**What you will do**
A. In the forum post about flat Earth navigation, which direction does the plotted path go on the FE map?
B. Repeat the part of the flat Earth forum post between "Notice how in" and "only goes south-west?", inclusive.
C. Pick up the flat Earth forum post after its last sentence and keep writing it.

**Document excerpt**
☆ ☆ ☆ ☆
Once again, begging the question. Since East and West are curved lines on a Flat Earth, then according to you the course must be curved. Yet you also admit a course that is a straight line is possible on a Flat Earth. Now Draw a couse,
that does not curve, departing from South America and ending up SE of Austrillia on a Flat Earth.
Notice how in the RE image you made, the path charted would eventually go from south-west to north-west?
Now notice that in the FE map, the path you plotted only goes south-west?
All you did was plot two different routes for each image. If you take the RE route and change it to only run south-west it will hit the "ice wall" as well.
☆ ☆ ☆ ☆
**Record list**
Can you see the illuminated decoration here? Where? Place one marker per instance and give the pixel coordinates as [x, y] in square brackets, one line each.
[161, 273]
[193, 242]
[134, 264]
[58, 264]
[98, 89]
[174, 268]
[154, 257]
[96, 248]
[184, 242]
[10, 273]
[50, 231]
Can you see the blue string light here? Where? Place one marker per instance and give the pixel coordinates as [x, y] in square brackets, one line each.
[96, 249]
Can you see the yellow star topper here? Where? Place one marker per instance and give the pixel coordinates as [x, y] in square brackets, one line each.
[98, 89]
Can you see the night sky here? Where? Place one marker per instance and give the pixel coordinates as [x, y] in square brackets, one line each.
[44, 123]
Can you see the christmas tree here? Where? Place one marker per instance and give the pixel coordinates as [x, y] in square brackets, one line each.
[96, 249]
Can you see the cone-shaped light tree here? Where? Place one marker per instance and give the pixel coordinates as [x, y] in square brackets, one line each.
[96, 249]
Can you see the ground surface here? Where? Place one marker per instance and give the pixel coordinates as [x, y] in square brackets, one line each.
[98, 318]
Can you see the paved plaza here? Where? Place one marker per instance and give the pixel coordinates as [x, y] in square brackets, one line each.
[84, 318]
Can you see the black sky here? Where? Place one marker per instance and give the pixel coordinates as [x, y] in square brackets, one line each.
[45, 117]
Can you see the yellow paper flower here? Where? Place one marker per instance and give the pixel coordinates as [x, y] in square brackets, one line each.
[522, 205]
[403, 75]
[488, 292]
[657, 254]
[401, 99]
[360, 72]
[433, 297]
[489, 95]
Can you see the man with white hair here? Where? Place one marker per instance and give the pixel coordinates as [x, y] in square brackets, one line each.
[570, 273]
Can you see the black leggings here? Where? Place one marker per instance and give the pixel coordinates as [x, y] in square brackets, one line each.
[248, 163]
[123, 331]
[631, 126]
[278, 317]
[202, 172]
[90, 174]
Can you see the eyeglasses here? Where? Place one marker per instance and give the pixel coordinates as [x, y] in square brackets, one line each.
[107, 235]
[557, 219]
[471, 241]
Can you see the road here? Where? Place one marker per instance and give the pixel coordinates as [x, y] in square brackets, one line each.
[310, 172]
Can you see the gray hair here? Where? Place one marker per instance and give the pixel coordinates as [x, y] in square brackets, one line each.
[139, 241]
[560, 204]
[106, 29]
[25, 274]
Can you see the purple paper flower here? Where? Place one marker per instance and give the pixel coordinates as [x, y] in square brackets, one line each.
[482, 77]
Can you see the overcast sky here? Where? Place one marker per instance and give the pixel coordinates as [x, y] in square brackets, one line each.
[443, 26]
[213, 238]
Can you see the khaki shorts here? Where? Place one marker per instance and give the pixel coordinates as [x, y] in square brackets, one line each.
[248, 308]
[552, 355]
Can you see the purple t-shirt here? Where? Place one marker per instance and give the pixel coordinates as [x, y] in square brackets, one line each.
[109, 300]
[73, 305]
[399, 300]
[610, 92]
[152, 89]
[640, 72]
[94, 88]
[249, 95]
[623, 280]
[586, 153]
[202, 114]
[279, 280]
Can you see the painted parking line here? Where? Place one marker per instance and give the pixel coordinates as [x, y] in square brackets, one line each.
☆ ☆ ☆ ☆
**In response**
A. Only south-west.

B.
Notice how in the RE image you made, the path charted would eventually go from south-west to north-west?
Now notice that in the FE map, the path you plotted only goes south-west?

C.
No, the courses I drew are both exactly the same. Once again, the course on the RE only changes heading from SW to NE because of the curvature of the Earth, not becasue the actual course changes direction. The course itself is a straight line. Like I said, forget about the cardinal directions, simply draw a straight line heading in the same way as the one I drew on the RE map does that does not hit the Ice wall and instead ends up in the area South East of Australlia.

On the Flat Earth map, which direction is the course heading from out of South America? Looks like South West to me.
On the Round Earth map, which direction is it heading from out of South America? Looks like South West to me there also. It doesn't "become" Noth west until it passes the South Pole, and when it does so it does not change direction, only heading.